### Article
The good news is that increased light consumption has historically been tied to higher productivity and quality of life. The bad news is that energy efficient lighting should not be relied upon as means of reducing aggregate energy consumption, and therefore emissions. We thus write: "These conclusions suggest a subtle but important shift in how one views the baseline consequence of the increased energy efficiency associated with SSL. The consequence is not a simple 'engineering' decrease in energy consumption with consumption of light fixed, but rather an increase in human productivity and quality of life due to an increase in consumption of light." This phenomenon has come to be known as the energy "rebound" effect.
The Empirical Evidence for Rebound
The findings of our SSL research inspired The Economist magazine to write a commentary about the study that was mostly correct but made a couple of errors, which we responded to in a letter. In our response, we clarified that energy prices would need to increase 12 percent, not three-fold, in order to reduce the consumption of electricity for lighting, which, to its credit, The Economist posted on its web site and published in its letters section.
Evans Mills of the Lawrence Berkeley National Laboratory wrote on the Climate Progress blog that The Economist had "inverted" our findings. However, The Economist did not "invert" our findings, it had simply overstated an implication of them.
Efficiency advocates sometimes dismiss rebound by only looking at "direct" energy consumption -- that is, consumption by households and for private transportation. Examples of rebound in this part of the energy economy would be driving your Prius more because gasoline costs you very little, or turning up the thermostat in your efficient home. But these "direct-use" rebounds are small in comparison to "indirect-use" rebounds in energy consumption. Globally, some two-thirds of all energy is consumed indirectly-- in the energy used to produce goods and services. A residential washing machine may be energy efficient in terms of function, but in terms of production, the metal body alone requires energy to mine, smelt, stamp, coat, assemble and transport it to a dealer showroom and eventually a residential home. The energy embedded in your washing machine, or just about any product or service you consume, is very large. And remember that any money you save on your energy bills through efficient appliances or the like is re-spent on other goods and services, which each take energy to produce, all while more productive use of our money (e.g. in spending, savings and production) spurs a more robust economy, demanding even more energy.

### Extracted information
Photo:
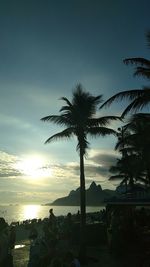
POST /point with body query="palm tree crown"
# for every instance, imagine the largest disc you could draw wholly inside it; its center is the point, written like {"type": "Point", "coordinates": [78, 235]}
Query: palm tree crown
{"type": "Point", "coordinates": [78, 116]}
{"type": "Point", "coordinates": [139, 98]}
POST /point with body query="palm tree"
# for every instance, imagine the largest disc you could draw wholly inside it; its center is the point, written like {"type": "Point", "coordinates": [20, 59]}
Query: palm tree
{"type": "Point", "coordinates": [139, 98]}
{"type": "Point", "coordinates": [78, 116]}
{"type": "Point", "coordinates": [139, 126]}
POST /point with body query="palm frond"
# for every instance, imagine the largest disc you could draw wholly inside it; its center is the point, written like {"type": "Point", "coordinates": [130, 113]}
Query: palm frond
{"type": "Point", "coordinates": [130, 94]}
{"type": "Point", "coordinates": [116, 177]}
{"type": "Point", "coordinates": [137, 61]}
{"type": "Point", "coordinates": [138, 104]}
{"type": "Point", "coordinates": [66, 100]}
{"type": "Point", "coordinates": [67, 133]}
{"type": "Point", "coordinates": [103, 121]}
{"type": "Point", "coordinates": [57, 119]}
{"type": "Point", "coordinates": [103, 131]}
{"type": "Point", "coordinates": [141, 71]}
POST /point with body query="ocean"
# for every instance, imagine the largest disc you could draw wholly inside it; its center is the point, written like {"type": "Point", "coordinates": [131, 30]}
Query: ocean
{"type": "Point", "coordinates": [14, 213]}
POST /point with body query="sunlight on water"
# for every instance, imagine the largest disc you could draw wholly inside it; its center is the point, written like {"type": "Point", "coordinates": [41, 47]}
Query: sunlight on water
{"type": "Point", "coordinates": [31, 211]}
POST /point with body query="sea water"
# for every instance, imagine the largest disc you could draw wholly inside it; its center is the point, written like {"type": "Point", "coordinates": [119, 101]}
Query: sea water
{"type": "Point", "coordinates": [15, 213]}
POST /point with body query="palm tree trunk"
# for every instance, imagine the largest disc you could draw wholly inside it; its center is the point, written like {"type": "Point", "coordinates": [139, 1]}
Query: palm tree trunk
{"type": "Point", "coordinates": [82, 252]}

### Problem
Rewrite the energy rebound article from "The Empirical Evidence" up to and including "its letters section.", putting "column" where "commentary" appears.

### Output below
The Empirical Evidence for Rebound
The findings of our SSL research inspired The Economist magazine to write a column about the study that was mostly correct but made a couple of errors, which we responded to in a letter. In our response, we clarified that energy prices would need to increase 12 percent, not three-fold, in order to reduce the consumption of electricity for lighting, which, to its credit, The Economist posted on its web site and published in its letters section.